[Records from a dataset]
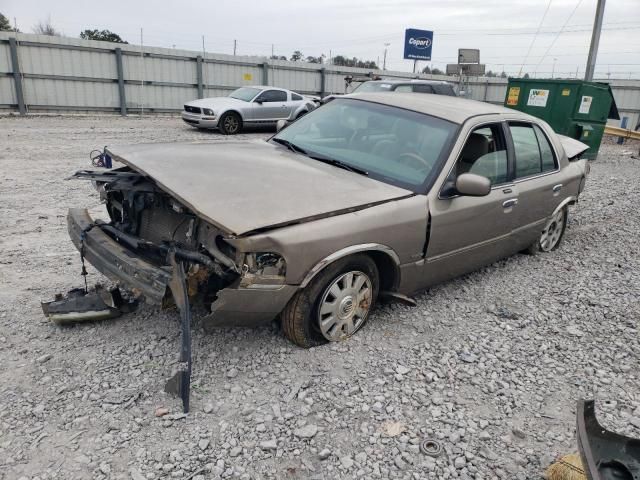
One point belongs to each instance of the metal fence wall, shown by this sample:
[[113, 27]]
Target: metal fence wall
[[41, 73]]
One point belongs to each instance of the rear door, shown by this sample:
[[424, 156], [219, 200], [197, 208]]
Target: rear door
[[469, 232], [537, 177]]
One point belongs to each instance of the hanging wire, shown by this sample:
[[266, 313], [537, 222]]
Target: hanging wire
[[559, 33], [544, 15]]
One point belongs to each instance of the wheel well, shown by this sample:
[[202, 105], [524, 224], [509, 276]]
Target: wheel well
[[389, 274], [232, 111]]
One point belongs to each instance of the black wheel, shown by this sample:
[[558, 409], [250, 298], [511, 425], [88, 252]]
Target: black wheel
[[335, 304], [230, 123], [552, 235]]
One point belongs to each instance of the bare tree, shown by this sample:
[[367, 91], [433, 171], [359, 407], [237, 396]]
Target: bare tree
[[45, 28]]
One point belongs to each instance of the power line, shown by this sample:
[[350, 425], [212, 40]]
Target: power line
[[560, 32], [544, 15]]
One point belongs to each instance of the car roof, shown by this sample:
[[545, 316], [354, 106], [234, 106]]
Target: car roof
[[454, 109]]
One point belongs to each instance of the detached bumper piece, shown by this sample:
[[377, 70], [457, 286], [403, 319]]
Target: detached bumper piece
[[116, 260], [605, 455], [79, 306]]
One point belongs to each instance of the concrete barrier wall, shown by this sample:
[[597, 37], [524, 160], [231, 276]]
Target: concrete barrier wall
[[41, 74]]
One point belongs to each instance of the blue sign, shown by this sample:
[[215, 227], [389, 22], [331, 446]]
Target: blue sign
[[417, 44]]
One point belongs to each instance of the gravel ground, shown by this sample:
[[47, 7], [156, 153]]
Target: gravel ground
[[490, 365]]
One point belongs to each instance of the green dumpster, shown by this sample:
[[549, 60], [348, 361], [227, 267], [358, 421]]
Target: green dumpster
[[574, 108]]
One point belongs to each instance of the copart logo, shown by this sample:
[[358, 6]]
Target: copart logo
[[420, 43]]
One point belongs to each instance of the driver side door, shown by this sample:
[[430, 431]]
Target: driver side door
[[469, 232], [270, 105]]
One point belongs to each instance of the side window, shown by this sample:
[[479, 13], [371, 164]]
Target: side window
[[273, 96], [546, 152], [534, 154], [422, 88], [485, 154]]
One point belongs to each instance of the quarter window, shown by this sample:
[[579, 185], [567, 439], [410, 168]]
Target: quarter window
[[485, 154], [534, 154]]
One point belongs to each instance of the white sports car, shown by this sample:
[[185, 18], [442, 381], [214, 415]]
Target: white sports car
[[254, 105]]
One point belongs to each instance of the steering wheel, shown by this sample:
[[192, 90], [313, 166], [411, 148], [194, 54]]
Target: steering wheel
[[412, 158]]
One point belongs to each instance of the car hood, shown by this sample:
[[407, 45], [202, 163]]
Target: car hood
[[218, 102], [242, 187]]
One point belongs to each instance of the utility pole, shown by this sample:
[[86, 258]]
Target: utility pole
[[595, 41], [384, 59], [141, 74]]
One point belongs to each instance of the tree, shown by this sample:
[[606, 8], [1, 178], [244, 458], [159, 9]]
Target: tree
[[45, 28], [101, 35], [5, 25]]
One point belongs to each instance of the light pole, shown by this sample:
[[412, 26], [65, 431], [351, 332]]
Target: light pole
[[384, 59]]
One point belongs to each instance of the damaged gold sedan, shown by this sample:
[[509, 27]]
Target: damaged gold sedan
[[370, 195]]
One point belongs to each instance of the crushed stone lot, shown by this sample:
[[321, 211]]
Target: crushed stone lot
[[490, 365]]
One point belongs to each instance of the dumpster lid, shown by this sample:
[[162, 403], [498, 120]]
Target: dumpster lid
[[572, 147]]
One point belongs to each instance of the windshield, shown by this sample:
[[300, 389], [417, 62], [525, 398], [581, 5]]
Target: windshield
[[245, 93], [390, 144], [373, 87]]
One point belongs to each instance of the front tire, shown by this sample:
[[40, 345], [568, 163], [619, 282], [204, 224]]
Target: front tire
[[553, 233], [335, 304], [230, 123]]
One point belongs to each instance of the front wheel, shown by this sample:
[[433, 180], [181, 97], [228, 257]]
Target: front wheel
[[230, 123], [553, 232], [335, 304]]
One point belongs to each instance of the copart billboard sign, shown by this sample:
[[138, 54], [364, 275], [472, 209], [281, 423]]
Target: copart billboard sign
[[417, 44]]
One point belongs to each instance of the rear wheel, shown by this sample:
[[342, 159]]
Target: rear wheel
[[230, 123], [553, 232], [335, 304]]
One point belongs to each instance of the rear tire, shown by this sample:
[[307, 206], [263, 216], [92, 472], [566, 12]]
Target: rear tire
[[230, 123], [337, 301], [552, 235]]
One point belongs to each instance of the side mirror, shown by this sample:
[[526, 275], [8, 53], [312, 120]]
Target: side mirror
[[472, 185], [280, 124]]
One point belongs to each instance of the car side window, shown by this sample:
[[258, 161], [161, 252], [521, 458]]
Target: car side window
[[273, 96], [534, 154], [485, 154], [546, 152], [422, 88]]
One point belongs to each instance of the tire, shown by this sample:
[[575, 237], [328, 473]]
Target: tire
[[552, 234], [230, 123], [301, 322]]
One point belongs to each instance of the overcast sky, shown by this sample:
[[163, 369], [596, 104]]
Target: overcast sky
[[503, 30]]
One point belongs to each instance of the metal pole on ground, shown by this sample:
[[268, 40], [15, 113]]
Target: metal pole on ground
[[595, 41]]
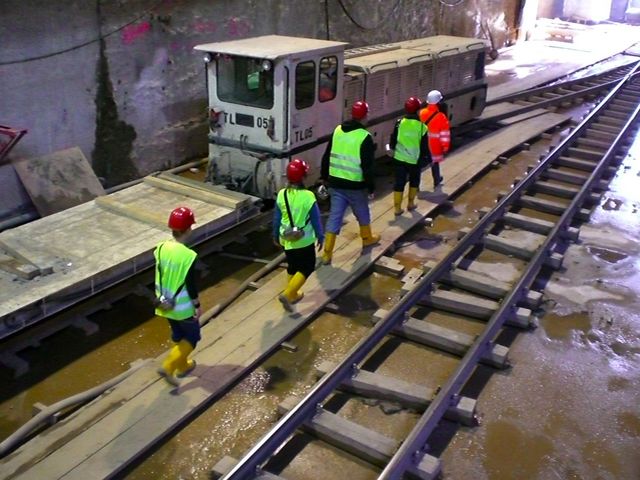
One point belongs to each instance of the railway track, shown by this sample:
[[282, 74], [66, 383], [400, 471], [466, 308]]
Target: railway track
[[549, 96], [545, 206]]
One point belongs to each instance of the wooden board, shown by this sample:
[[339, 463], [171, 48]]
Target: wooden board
[[103, 242], [104, 438], [58, 181]]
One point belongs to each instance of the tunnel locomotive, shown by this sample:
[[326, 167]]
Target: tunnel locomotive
[[273, 98]]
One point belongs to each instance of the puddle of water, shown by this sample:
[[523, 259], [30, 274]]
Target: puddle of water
[[559, 327]]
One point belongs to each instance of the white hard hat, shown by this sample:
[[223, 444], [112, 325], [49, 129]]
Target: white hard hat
[[434, 97]]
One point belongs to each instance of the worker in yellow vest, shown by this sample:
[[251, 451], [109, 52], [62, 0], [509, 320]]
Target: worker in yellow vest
[[410, 146], [177, 295], [297, 227], [347, 169]]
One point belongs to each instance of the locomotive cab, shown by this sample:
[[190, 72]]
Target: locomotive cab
[[270, 98]]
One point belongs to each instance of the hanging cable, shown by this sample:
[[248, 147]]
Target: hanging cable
[[84, 44], [359, 25]]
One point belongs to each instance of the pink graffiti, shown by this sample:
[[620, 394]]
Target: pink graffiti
[[237, 27], [208, 26], [133, 32]]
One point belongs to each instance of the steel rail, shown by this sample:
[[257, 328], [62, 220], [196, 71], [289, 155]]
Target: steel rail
[[412, 449], [569, 83], [250, 464], [535, 106]]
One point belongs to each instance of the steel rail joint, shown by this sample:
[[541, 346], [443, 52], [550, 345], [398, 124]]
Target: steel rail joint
[[404, 459]]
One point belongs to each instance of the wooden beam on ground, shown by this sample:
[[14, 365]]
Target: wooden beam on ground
[[135, 213], [225, 465], [189, 191], [351, 437]]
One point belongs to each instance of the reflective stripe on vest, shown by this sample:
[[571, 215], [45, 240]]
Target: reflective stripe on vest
[[175, 261], [410, 133], [301, 202], [344, 159]]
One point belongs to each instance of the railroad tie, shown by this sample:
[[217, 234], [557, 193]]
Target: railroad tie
[[510, 246], [482, 285], [360, 441], [225, 465], [450, 341], [472, 306], [408, 395], [535, 225]]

■ **The problem**
Repeat the lines above word for word, leaving out the pictures.

■ **Response**
One point belongs to each instance of the metal fence wall, shown by this sample:
[[113, 27]]
Target: metal fence wall
[[41, 73]]
One point belongs to each instance of the rear door, shown by this sample:
[[424, 156], [219, 200], [197, 208]]
Target: rear door
[[469, 232], [537, 177]]
One point belongs to each instance of the hanging wire, shown by this sample:
[[266, 313], [537, 222]]
Target: hanging wire
[[559, 33], [544, 15]]
One point belongs to each instance of the wheel well, shown by this sample:
[[202, 105], [524, 224], [509, 276]]
Target: wheel well
[[389, 274], [232, 111]]
One point belongs to each instance of the black wheel, shown by this sample:
[[558, 409], [250, 298], [511, 425], [88, 252]]
Target: black wheel
[[335, 304], [230, 123], [552, 235]]
One point belongs to each instance of the bare tree, shown by this sample:
[[367, 91], [433, 171], [359, 407], [237, 396]]
Target: bare tree
[[45, 28]]
One point belongs to each instance of the power line, shown by this sample:
[[350, 425], [212, 40]]
Target: power line
[[560, 32], [544, 15]]
One point belongs to each instance of the car roof, shown by this sample:
[[545, 316], [354, 106], [234, 106]]
Target: car roof
[[454, 109]]
One point belongs to each instance of the detached bumper piece, shown by this sample:
[[377, 70], [457, 286], [403, 319]]
Target: detached bumper piece
[[116, 260], [605, 455], [79, 306]]
One point belongs to each instance of the concrete barrier wall, shown by this sample:
[[597, 37], [524, 160], [231, 276]]
Target: concrete barrier wall
[[41, 74]]
One point belongs to each instance of the blue sign, shown by this sample:
[[215, 227], [389, 22], [331, 446]]
Target: blue sign
[[417, 44]]
One point belongs to each instance of the gravel ground, shown by this sample:
[[47, 7], [156, 153]]
Target: gravel ground
[[490, 365]]
One point belongs to each instance of the green dumpster, shown by this sample:
[[549, 60], [348, 361], [227, 267], [358, 421]]
Target: green dumpster
[[574, 108]]
One point belongs to each instance of the copart logo, shown by this sample:
[[358, 6]]
Target: copart logo
[[420, 43]]
One point belongs to each instance of the driver side door, shown by this sample:
[[430, 431]]
Target: driver side door
[[469, 232], [270, 105]]
One point belongs to each instance of the side window, shown by this sample:
[[479, 13], [371, 164]]
Target: side window
[[273, 96], [546, 152], [534, 154], [422, 88], [485, 154]]
One point belongs to each instance of the quarter window, shown by this sample:
[[579, 185], [567, 439], [410, 168]]
Target: quarter window
[[485, 154], [534, 154]]
One point belongs to each instance of the white sports car, shown by this sample:
[[185, 18], [442, 381], [214, 415]]
Target: white sports car
[[254, 105]]
One point belongs to each instance of the steering wheel, shown by this sample:
[[192, 90], [313, 166], [411, 148], [194, 54]]
Target: steering wheel
[[412, 158]]
One point belongs to each instance of the car hood, shown by this sample:
[[407, 45], [202, 163]]
Target: car hood
[[218, 102], [242, 187]]
One point belongs to each instance of the utility pole, shown by this sample:
[[86, 258]]
Target: utility pole
[[595, 41], [384, 59], [141, 74]]
One point belongs to each instance of the tree, shown by this sample:
[[606, 8], [1, 178], [244, 458], [159, 9]]
Target: tree
[[45, 28], [101, 35], [5, 25]]
One point belongs to each instance of the light pole, shown by this sample:
[[412, 26], [65, 431], [351, 332]]
Target: light pole
[[384, 59]]
One point belongs to each instance of the damaged gold sedan, shown by this sample:
[[509, 27]]
Target: damaged gold sedan
[[370, 195]]
One point belongs to each instance of the crushed stone lot, shown by this sample:
[[321, 211]]
Target: crushed stone lot
[[490, 365]]
One point belongs to each instance of the dumpster lid, shown by this sample:
[[162, 403], [498, 120]]
Target: dumpster lid
[[572, 147]]
One point belongs to each instance of the windshield, shown by this sample:
[[300, 389], [417, 62], [525, 398], [581, 5]]
Target: windshield
[[245, 93], [390, 144], [373, 87]]
One point belongs to each instance of the front tire, shown by this sample:
[[40, 345], [568, 163], [619, 282], [204, 224]]
Target: front tire
[[553, 233], [335, 304], [230, 123]]
One point belongs to each instance of the front wheel, shown by this sample:
[[433, 180], [181, 97], [228, 257]]
Target: front wheel
[[230, 123], [553, 232], [335, 304]]
One point belongs to each instance of the copart billboard sign, shown by this sample:
[[138, 54], [364, 275], [472, 209], [281, 423]]
Target: copart billboard sign
[[417, 44]]
One point belongs to each instance of the rear wheel, shown by this sample:
[[342, 159]]
Target: rear wheel
[[230, 123], [553, 232], [335, 304]]
One point belongs to each instance of the rear tire, shown by this sample:
[[307, 206], [263, 216], [92, 472], [566, 12]]
Target: rear tire
[[230, 123], [337, 301], [552, 235]]
One point belongs to each instance of the side mirror, shown by this sample:
[[526, 275], [8, 53], [312, 120]]
Target: side mirror
[[472, 185], [280, 124]]
One point belongs to each instance of the car side window, shown by this sample:
[[258, 161], [161, 252], [521, 458]]
Target: car side window
[[273, 96], [534, 154], [485, 154], [546, 152], [422, 88]]
One point belongs to each instance of the tire, shown by this sample:
[[575, 237], [328, 473]]
Target: tire
[[552, 234], [230, 123], [301, 322]]
One point belongs to each instance of the overcast sky, shown by this sample:
[[163, 369], [596, 104]]
Target: overcast sky
[[503, 30]]
One point belongs to each instance of the metal pole on ground, shown by this sample:
[[268, 40], [15, 113]]
Target: metal pole on ground
[[595, 41]]
One point belongs to each instance of the railway track, shown by this sample:
[[282, 74], [66, 383], [400, 471], [466, 308]]
Target: railway track
[[549, 96], [545, 206]]
One point belongs to each instance of the wooden board, shown by this sample:
[[339, 463], [171, 48]]
Target: wooden board
[[103, 242], [104, 438], [58, 181]]
One point belongs to each instance of the tunnel locomotive, shown by this sample:
[[326, 167]]
Target: tunnel locomotive
[[273, 98]]
One point belongs to each instance of the puddle of water, shown by this sample:
[[523, 259], [30, 274]]
Target: puddle of water
[[559, 327]]
One point belongs to each instance of the white hard hat, shown by this sample:
[[223, 444], [112, 325], [49, 129]]
Target: white hard hat
[[434, 97]]
One point belongs to each instance of the worker in yellow vest, shown by this sample:
[[251, 451], [109, 52], [62, 0], [509, 320]]
Target: worker in yellow vest
[[410, 146], [177, 295], [297, 227], [347, 169]]
One point belongs to each instance of the locomotive cab, shown by this sample:
[[190, 72]]
Target: locomotive cab
[[270, 98]]
One point belongs to each instance of the hanging cable, shown by this sample:
[[248, 147]]
Target: hanging cable
[[84, 44], [359, 25]]
One point belongs to each instance of the pink graffiti, shown by this sample:
[[620, 394]]
Target: pink graffiti
[[237, 27], [208, 26], [133, 32]]
One point belongs to each instance of the steel rail, shown by this sample:
[[257, 328], [62, 220], [196, 71], [289, 155]]
Target: steel rail
[[412, 449], [569, 83], [250, 464], [535, 106]]
One point belongs to each instance of the steel rail joint, shown by this sample:
[[541, 346], [443, 52], [550, 345], [398, 124]]
Target: steel rail joint
[[404, 459]]
One point belongs to each instance of the wooden beam on ground, shown by this sample:
[[14, 365]]
Target: wooden beam on ground
[[135, 213], [225, 465], [189, 191], [351, 437]]
One point belongs to each instance of the reflective stripe on vest, shown by this sample:
[[571, 215], [45, 240]]
Target: reflective stripe on vest
[[175, 261], [410, 133], [301, 202], [344, 159]]
One point belongs to each instance of the railroad tie, shown by this sample:
[[217, 234], [557, 193]]
Target: railroad tie
[[510, 246], [482, 285], [360, 441], [225, 465], [450, 341], [472, 306], [408, 395], [535, 225]]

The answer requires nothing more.